-- Task to complete --
Print the records below exactly as they appear.

-- Given information --
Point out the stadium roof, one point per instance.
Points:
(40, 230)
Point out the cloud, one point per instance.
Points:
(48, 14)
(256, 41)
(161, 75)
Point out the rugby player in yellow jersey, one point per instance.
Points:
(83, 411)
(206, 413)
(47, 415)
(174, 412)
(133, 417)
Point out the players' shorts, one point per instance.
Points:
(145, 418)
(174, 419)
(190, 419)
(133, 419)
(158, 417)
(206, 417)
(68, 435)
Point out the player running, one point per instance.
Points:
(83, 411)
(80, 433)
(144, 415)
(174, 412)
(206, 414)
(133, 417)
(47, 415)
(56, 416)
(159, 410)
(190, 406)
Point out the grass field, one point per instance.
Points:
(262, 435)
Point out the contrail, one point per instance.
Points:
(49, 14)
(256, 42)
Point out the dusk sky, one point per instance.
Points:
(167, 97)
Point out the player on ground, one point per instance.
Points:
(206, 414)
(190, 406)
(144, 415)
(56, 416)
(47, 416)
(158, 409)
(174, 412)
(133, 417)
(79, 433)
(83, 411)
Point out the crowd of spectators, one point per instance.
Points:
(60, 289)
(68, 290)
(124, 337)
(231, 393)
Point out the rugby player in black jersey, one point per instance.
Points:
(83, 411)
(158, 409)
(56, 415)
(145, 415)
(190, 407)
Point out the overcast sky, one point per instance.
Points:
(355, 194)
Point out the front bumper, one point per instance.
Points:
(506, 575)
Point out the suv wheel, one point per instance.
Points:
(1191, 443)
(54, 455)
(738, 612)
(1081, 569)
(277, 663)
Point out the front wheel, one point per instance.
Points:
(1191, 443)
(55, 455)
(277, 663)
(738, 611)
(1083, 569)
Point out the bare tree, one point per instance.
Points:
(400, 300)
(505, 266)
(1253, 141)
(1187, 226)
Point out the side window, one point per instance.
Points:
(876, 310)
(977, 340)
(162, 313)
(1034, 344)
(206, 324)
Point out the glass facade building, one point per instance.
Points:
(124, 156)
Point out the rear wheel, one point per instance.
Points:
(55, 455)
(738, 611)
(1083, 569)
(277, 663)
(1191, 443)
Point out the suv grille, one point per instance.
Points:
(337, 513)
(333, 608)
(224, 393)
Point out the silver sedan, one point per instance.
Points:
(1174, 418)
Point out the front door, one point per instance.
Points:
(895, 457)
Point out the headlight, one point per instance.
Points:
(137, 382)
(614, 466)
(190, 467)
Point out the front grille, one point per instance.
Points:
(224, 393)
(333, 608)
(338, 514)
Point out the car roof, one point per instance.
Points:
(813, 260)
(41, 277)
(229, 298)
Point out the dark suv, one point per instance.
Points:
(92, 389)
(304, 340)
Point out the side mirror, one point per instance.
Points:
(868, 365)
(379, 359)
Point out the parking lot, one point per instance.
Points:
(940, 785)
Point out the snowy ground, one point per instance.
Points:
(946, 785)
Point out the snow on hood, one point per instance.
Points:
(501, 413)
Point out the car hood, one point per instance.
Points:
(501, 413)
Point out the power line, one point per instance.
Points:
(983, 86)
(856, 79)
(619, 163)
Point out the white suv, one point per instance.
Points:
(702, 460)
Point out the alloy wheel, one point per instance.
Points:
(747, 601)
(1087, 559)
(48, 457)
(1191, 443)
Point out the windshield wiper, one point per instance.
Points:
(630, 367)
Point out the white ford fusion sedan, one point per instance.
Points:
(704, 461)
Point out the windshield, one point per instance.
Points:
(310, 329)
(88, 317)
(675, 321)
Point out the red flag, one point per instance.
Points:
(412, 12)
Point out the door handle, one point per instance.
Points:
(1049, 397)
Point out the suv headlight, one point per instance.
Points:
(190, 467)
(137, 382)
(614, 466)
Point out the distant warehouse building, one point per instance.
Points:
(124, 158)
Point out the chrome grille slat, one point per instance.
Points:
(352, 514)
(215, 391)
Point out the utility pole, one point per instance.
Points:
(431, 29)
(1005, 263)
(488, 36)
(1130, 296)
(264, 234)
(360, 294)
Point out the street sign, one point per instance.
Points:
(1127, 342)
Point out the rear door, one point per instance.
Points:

-- Solution --
Point out the stadium roof, one point per instance.
Points:
(40, 230)
Point out the cloud, one point per instance.
Points:
(48, 14)
(256, 41)
(161, 75)
Point out the rugby player in yellow jersey, one point per instance.
Points:
(83, 411)
(206, 413)
(47, 415)
(174, 412)
(133, 417)
Point out the players' shorts, one point per instance.
Points:
(145, 418)
(174, 419)
(190, 419)
(133, 419)
(158, 417)
(206, 417)
(68, 435)
Point out the player running, one point per instance.
Points:
(83, 411)
(80, 433)
(144, 415)
(174, 412)
(206, 414)
(133, 417)
(47, 415)
(56, 416)
(159, 410)
(190, 406)
Point out the grass field, one point per instance.
Points:
(262, 435)
Point out the contrail, one point per instance.
Points:
(49, 14)
(256, 42)
Point out the dusk sky, one point per instance.
Points:
(167, 97)
Point out the player on ground, one point per instance.
Points:
(206, 414)
(190, 406)
(144, 415)
(56, 416)
(47, 416)
(158, 409)
(174, 412)
(133, 417)
(79, 433)
(83, 411)
Point out the crowd of spectators, one point per instance.
Points:
(60, 289)
(68, 290)
(124, 337)
(231, 393)
Point out the rugby player in black jersey, one point per instance.
Points:
(83, 411)
(158, 409)
(56, 415)
(145, 415)
(190, 407)
Point out the overcast sky, one point per instance.
Points:
(355, 194)
Point out the front bumper, one point per instance.
Points:
(506, 575)
Point out the suv wheel, one point per instance.
Points:
(1191, 443)
(54, 455)
(738, 612)
(1081, 569)
(277, 663)
Point out the front wheel, one point per instance.
Points:
(1191, 443)
(55, 455)
(277, 663)
(738, 611)
(1083, 569)
Point out the bare tree, one point per instance.
Points:
(400, 300)
(505, 266)
(1253, 141)
(1187, 226)
Point out the side window, one point per instance.
Points:
(876, 310)
(977, 340)
(162, 313)
(1034, 344)
(206, 324)
Point out the glass facade building, one point per instance.
Points:
(124, 156)
Point out the rear wheel, one point per instance.
Points:
(55, 455)
(738, 611)
(1083, 569)
(277, 663)
(1191, 443)
Point out the suv grille, one point per instance.
Points:
(337, 513)
(333, 608)
(224, 393)
Point out the silver sedan, one point per instance.
Points:
(1174, 418)
Point out the front door, one point per instance.
Points:
(895, 457)
Point out the headlight, one point per instance.
Points:
(137, 382)
(614, 466)
(190, 467)
Point out the front grille, one point per instance.
Points:
(224, 393)
(333, 608)
(338, 514)
Point out the car roof, one point per instance.
Points:
(813, 260)
(41, 277)
(229, 298)
Point out the dark suv, one point per instance.
Points:
(92, 389)
(304, 340)
Point out the side mirror, one point per instance.
Points:
(868, 365)
(379, 359)
Point out the parking lot, one point per instance.
Points:
(940, 785)
Point out the snowy ground, one point per instance.
Points:
(946, 785)
Point out the snow on hood, one point per instance.
Points:
(501, 413)
Point out the car hood, one point per instance.
Points:
(501, 413)
Point out the power line, one point per instance.
Points:
(983, 86)
(856, 79)
(619, 163)
Point out the white suv, one point per instance.
Points:
(702, 460)
Point out the alloy wheel, one point per instance.
Points:
(747, 601)
(1087, 559)
(48, 457)
(1191, 443)
Point out the windshield wiper, one point per instance.
Points:
(630, 367)
Point out the white ford fusion sedan, one point per instance.
Points:
(704, 461)
Point out the windshield, one point per instance.
Points:
(310, 329)
(88, 317)
(675, 321)
Point out the red flag, one point per instance.
Points:
(412, 12)
Point out the door handle, one point per instance.
Points:
(1049, 397)
Point out the suv headlight, one point per instance.
Points:
(190, 467)
(137, 382)
(614, 466)
Point out the distant warehouse building, one point per instance.
Points:
(124, 158)
Point out the chrome grille slat, one point per instance.
Points:
(352, 514)
(215, 391)
Point out the utility pole, one point per instance.
Points:
(431, 29)
(1005, 263)
(488, 36)
(1130, 296)
(264, 234)
(360, 294)
Point out the street sign, one point per instance.
Points:
(1127, 342)
Point out the rear door, one point per instance.
Points:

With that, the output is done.